Records =>
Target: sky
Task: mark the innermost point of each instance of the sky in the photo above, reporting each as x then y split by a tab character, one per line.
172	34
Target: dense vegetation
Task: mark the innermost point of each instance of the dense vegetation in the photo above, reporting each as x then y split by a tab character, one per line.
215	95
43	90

==

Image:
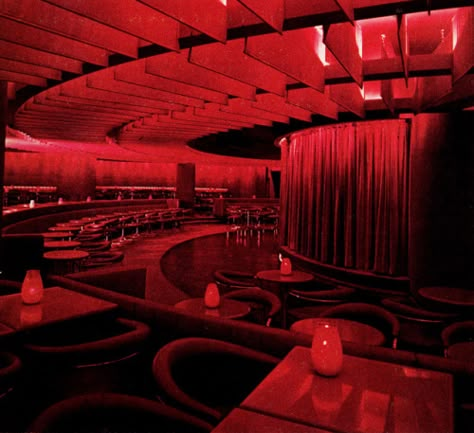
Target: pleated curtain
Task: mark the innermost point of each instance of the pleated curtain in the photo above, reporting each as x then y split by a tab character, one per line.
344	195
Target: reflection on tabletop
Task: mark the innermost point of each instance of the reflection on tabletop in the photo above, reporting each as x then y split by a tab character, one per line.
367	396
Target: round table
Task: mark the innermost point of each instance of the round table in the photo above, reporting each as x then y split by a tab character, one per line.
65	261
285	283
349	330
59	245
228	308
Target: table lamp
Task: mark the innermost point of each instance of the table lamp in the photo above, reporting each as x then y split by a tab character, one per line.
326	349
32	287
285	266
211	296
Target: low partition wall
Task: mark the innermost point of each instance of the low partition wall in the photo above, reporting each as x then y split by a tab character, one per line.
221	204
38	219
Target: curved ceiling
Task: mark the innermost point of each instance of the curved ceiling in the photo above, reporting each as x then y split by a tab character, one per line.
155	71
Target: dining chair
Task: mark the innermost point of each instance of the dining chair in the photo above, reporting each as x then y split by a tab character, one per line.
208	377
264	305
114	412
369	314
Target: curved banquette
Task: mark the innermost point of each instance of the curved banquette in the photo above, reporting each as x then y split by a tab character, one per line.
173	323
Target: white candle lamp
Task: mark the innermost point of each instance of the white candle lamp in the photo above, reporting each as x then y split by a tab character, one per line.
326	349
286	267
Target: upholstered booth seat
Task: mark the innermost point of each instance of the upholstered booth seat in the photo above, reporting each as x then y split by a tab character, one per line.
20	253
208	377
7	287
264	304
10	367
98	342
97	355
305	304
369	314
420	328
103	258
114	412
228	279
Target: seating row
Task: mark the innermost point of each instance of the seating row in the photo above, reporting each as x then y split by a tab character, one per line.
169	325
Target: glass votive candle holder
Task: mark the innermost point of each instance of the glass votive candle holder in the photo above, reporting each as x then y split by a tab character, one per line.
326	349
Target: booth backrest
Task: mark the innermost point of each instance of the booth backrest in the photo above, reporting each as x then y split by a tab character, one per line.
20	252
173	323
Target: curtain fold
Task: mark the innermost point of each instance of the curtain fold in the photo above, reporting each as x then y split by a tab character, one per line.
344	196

...

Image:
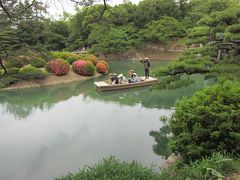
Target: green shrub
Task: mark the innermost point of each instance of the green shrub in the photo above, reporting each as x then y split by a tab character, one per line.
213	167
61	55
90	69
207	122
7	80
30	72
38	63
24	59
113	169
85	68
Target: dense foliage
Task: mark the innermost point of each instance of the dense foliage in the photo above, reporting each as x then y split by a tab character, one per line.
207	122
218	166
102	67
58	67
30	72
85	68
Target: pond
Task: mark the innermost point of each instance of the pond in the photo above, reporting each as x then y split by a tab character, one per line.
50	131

Your objective => In the entries above, restate word for word the lines between the one holding "Target: table lamp" and the one holding "Target: upholstered booth seat", inclusive, and nothing besides.

Solution for this exercise =>
Target: table lamp
Task: mark the innermost point of each instance of the table lamp in the photo above, reporting each as x then y split by a tab character, one per line.
326	349
32	287
285	266
211	296
Target: low partition wall
Task: mark the innermost point of each instance of the low partition wall in the photo above, reporting each as x then y split by a tab character, one per line.
221	204
38	219
Target: curved ceiling
Task: mark the innermost point of each instance of the curved ceiling in the photo above, reporting each as x then y split by a tab character, one per line.
155	71
Target: dining chair
Task: mark the innermost point of each instance of the dining chair in the photo above, reporting each as x then y split by a tab character, one per line.
208	377
264	305
114	412
369	314
Target: curved banquette
Task: mark the innermost point of each instance of the curved banquette in the photo above, reporting each as x then y split by a tab character, one per line.
173	323
Target: white candle lamp
Task: mark the innermost point of each instance of the white candle lamp in the photo above, reporting each as x then y split by a tab character, one per line.
326	349
286	267
Target: upholstered booth seat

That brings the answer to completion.